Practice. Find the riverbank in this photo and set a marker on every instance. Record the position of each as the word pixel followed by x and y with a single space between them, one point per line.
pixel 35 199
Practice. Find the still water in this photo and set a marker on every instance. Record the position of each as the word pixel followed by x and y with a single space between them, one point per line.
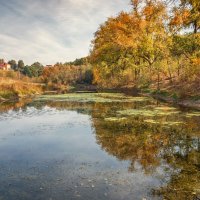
pixel 98 147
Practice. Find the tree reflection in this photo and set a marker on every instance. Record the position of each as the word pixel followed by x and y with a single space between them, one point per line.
pixel 174 147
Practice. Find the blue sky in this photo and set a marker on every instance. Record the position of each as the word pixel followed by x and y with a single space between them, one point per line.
pixel 49 31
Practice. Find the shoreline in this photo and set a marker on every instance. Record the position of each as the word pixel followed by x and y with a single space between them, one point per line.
pixel 184 103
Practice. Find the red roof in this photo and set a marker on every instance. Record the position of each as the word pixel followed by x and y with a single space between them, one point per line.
pixel 3 65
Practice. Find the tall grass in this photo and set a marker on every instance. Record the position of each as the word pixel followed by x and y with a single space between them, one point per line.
pixel 13 85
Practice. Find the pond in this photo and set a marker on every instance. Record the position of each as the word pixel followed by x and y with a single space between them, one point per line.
pixel 98 146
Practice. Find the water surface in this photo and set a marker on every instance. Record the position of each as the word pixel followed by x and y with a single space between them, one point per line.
pixel 98 147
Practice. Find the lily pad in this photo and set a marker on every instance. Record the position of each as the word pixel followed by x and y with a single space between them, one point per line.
pixel 146 113
pixel 169 123
pixel 92 97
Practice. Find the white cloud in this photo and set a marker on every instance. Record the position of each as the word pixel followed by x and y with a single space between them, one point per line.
pixel 52 30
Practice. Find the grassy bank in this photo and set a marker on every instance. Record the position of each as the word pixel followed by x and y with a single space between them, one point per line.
pixel 11 88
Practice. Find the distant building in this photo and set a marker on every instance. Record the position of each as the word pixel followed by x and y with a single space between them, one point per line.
pixel 5 66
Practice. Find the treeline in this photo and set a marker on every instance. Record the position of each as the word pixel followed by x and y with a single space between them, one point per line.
pixel 155 45
pixel 62 76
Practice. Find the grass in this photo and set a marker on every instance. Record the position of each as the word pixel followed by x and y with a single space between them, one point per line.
pixel 12 89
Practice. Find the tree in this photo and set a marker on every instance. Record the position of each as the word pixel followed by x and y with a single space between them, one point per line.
pixel 187 14
pixel 20 65
pixel 13 64
pixel 35 70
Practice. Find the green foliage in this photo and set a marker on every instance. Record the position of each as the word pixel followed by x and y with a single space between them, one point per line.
pixel 35 70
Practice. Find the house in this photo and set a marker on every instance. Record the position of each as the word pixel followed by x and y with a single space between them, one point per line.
pixel 5 66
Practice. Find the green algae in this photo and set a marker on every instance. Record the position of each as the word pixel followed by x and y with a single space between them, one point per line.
pixel 146 113
pixel 113 119
pixel 92 97
pixel 168 123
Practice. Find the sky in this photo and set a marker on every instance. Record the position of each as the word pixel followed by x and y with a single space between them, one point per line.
pixel 50 31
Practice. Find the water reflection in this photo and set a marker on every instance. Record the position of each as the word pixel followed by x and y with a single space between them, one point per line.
pixel 142 157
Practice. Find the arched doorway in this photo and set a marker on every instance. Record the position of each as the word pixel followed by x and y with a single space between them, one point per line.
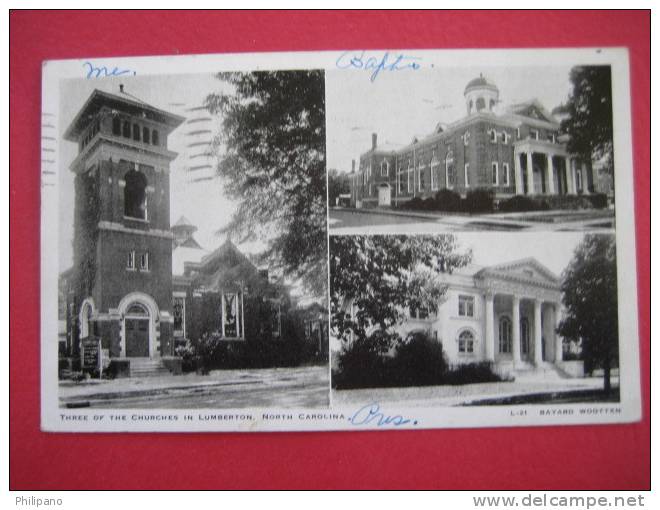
pixel 139 334
pixel 136 331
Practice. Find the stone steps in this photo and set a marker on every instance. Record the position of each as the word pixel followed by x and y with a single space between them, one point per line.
pixel 147 368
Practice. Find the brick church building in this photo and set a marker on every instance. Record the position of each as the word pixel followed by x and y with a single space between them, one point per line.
pixel 517 152
pixel 124 289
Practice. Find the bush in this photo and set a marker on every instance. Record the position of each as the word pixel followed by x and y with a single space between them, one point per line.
pixel 448 200
pixel 418 361
pixel 471 373
pixel 598 200
pixel 479 201
pixel 521 203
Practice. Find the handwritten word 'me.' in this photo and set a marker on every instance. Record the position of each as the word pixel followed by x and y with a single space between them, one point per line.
pixel 104 72
pixel 371 415
pixel 386 62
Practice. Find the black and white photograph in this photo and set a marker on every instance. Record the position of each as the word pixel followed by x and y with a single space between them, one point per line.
pixel 338 241
pixel 506 148
pixel 192 251
pixel 462 319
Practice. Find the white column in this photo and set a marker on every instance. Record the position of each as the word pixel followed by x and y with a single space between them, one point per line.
pixel 585 179
pixel 570 178
pixel 530 175
pixel 538 333
pixel 559 352
pixel 518 170
pixel 515 330
pixel 551 175
pixel 490 336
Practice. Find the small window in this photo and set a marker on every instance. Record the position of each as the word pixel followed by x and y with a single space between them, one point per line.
pixel 466 306
pixel 466 342
pixel 505 171
pixel 384 169
pixel 505 335
pixel 130 260
pixel 144 262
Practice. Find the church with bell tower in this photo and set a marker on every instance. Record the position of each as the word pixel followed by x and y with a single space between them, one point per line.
pixel 121 282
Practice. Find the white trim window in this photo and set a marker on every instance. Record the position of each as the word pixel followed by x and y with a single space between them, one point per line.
pixel 434 169
pixel 384 169
pixel 130 260
pixel 466 342
pixel 465 306
pixel 144 261
pixel 410 169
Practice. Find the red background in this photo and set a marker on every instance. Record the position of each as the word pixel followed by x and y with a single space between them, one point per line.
pixel 570 457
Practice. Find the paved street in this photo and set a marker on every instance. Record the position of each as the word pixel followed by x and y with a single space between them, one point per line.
pixel 275 387
pixel 353 221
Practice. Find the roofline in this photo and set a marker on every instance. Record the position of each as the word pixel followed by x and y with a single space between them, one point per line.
pixel 175 120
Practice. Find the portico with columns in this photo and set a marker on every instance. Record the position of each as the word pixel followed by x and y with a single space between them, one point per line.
pixel 546 168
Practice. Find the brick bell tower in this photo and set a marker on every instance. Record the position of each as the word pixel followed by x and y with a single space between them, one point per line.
pixel 122 283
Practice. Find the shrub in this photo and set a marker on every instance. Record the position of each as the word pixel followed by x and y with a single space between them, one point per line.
pixel 448 200
pixel 471 373
pixel 598 200
pixel 521 203
pixel 479 201
pixel 418 361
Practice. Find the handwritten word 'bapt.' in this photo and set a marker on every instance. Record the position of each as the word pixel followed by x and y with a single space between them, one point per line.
pixel 376 64
pixel 105 72
pixel 372 415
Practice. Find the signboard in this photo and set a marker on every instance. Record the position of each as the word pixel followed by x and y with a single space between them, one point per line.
pixel 91 351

▶ WHAT THE EXERCISE ASKS: Retype the whole listing exactly and leave the pictures out.

▶ OUTPUT BELOW:
Practice. Find the riverbank in this photo and set a marker on every instance. Record the position of each as the word pixel followed by x and y with a single space between them, one point per line.
pixel 35 199
Practice. Find the still water in this photo and set a marker on every instance. Record the position of each as the word pixel followed by x and y with a single space between them, one point per line.
pixel 98 147
Practice. Find the tree reflection in this photo and set a marker on every instance. Record the position of each as the word pixel followed by x and y with a single space between them, one point per line.
pixel 174 147
Practice. Find the blue sky in this photo and set a marker on every instance. Record the position of each as the word pixel followed by x and y with a single space between them, one point per line.
pixel 49 31
Practice. Find the shoreline in this photo and set a marker on every instance. Record the position of each as the word pixel followed by x and y with a single space between them, one point per line.
pixel 184 103
Practice. Find the red roof in this photo and set a marker on every instance. Record the position of each as the word pixel followed by x and y with a single space between them, one point per line.
pixel 3 65
Practice. Find the tall grass in this photo and set a marker on every instance. Record the position of each as the word pixel followed by x and y with a single space between them, one point per line.
pixel 13 85
Practice. Find the pond in this photo and set a marker on every instance. Record the position of each as the word pixel followed by x and y with a single space between them, one point per line.
pixel 98 146
Practice. Find the water surface in this photo and set a marker on every instance. Record the position of each as the word pixel followed by x and y with a single space between them, one point per line.
pixel 98 147
Practice. Find the lily pad in this photo and set a marker on every instance. Record the position of each as the word pixel followed by x and y with a single space between them, one point per line.
pixel 146 113
pixel 169 123
pixel 92 97
Practice. Find the white cloud in this photo and set a marker on every instance. Record the position of each as the word pixel followed by x and y with a single space between them, one point per line.
pixel 52 30
Practice. Find the grassy bank in this photo and set a marker on every instance. Record the position of each as the word pixel followed by x and y with a single space between them, one point per line.
pixel 11 88
Practice. Find the distant building in this photo and set a marker on every instance. Record the position of each as the word pixel followed by x and y with a single space between them, one point per line.
pixel 5 66
Practice. Find the treeline in this photo and set a marker on every instance. Record the position of each as the word pixel followed by x and y with a single space between them, one point per line.
pixel 155 45
pixel 62 76
Practice. Find the grass in this photo and set a marker on every instance. Record the position of each as the word pixel followed by x and y with a single space between them, one point per line.
pixel 12 89
Practice. Find the tree in this photo and set a marker on every instance. Record the position of each as the word pixel followed by x and y with a single space between them, one point per line.
pixel 187 14
pixel 20 65
pixel 13 64
pixel 35 70
Practice. Find the green foliage in this photo and set a marker on every instance. Record the position of each as the word pixel followed by x and y with a single space between them, one point per line.
pixel 35 70
Practice. Find the house in this photo and set a marker on every instance. Record the position of each as the word pixel followed by x and y with a single space between them, one point per line.
pixel 5 66
Practice. Find the green algae in this photo and set a marker on every instance. Record the position of each as the word pixel followed by x and y with a single space between them, one point per line.
pixel 146 113
pixel 113 119
pixel 92 97
pixel 168 123
Practice. Find the sky in this photo and set a marker on every instance. Record the position of each as the word pixel followed by x and y with a single space between them, one point per line.
pixel 50 31
Practice. Find the water reflection in this photo and set a marker on every instance. Record the position of each as the word pixel followed by x and y with a single space between them, one point per line.
pixel 142 157
Practice. Find the arched doorway in this photo and set a marker on every instance. Record the position of each as the word pixel followed by x and y with a single space between them, one point per line.
pixel 139 334
pixel 136 331
Practice. Find the stone steps in this photo and set a marker on every instance. Record the position of each as the word pixel followed by x and y with a single space between them, one point per line.
pixel 147 368
Practice. Find the brick church building in this photo and set a marker on every instance. Record the position of each as the word pixel followed by x and y with a single space between them, one point per line.
pixel 517 152
pixel 124 289
Practice. Find the bush in this photo and set a marker on every instance. Record the position of each as the word pixel followed by x and y with a single space between them, one point per line.
pixel 448 200
pixel 418 361
pixel 471 373
pixel 598 200
pixel 479 201
pixel 521 203
Practice. Find the handwritten word 'me.' in this photo and set a marker on every instance. Record the position of each as the word pixel followed by x and y with a single space between them, one point per line.
pixel 104 72
pixel 371 415
pixel 386 62
Practice. Find the black and white photograph in this photo and set a marker on every instance. Record the position of each as the word pixel followed by x and y with a single space between them, one point per line.
pixel 338 241
pixel 506 148
pixel 192 251
pixel 462 319
Practice. Find the white column in this photo and set a marker on every instance. Record the position of each as the word pixel followed by x and y with a single space between them, one point per line.
pixel 585 179
pixel 570 178
pixel 530 175
pixel 538 333
pixel 559 352
pixel 518 170
pixel 515 330
pixel 551 175
pixel 490 336
Practice. Find the small window in this photo and set a marker on every instance. Record the position of each as the word pixel followed by x and y with a single space between them, one point per line.
pixel 466 306
pixel 466 342
pixel 505 171
pixel 384 169
pixel 505 335
pixel 130 260
pixel 144 262
Practice. Find the church with bell tower in this photo and set a marker on every instance. Record the position of each as the word pixel followed by x and y with a single space between them, one point per line.
pixel 121 282
Practice. Find the white trim window in this photo and set a marker on every instance. Record the position of each as the word pixel followed by x and y with a single space between them, one point per line.
pixel 434 169
pixel 384 169
pixel 130 260
pixel 466 342
pixel 465 306
pixel 144 261
pixel 410 169
Practice. Find the red background in this photo and set a marker on every instance. Record the position of each as the word pixel followed by x and y with a single space between them, one point per line.
pixel 570 457
Practice. Find the paved street in this photo and set a marker on every instance. Record the position of each as the word pixel followed by x and y with a single space between them, one point per line.
pixel 275 387
pixel 353 221
Practice. Find the roofline in this photo and set a marker on every instance. Record the position of each as the word pixel followed by x and y with a single space between them, one point per line.
pixel 175 120
Practice. Find the portico with columns in this photo and set a marker on every instance. Record the position of each as the word pixel followed by x and y with a single space between them, one point per line.
pixel 546 168
Practice. Find the brick bell tower in this photo and set a marker on every instance. Record the position of each as the word pixel followed by x and y with a single space between them, one point per line.
pixel 122 283
Practice. Find the shrub in this photo and set a marker on every instance. Record the position of each as the word pixel followed by x and y with a single space between them, one point per line.
pixel 448 200
pixel 471 373
pixel 598 200
pixel 521 203
pixel 479 201
pixel 418 361
Practice. Find the handwritten word 'bapt.' in this photo and set a marker on every instance. Record the position of each as the word pixel followed by x and y with a single space between them, one point per line.
pixel 376 64
pixel 105 72
pixel 372 415
Practice. Find the signboard in this photo and set a marker on every instance. Record the position of each as the word pixel followed by x and y with a single space between them, one point per line.
pixel 91 351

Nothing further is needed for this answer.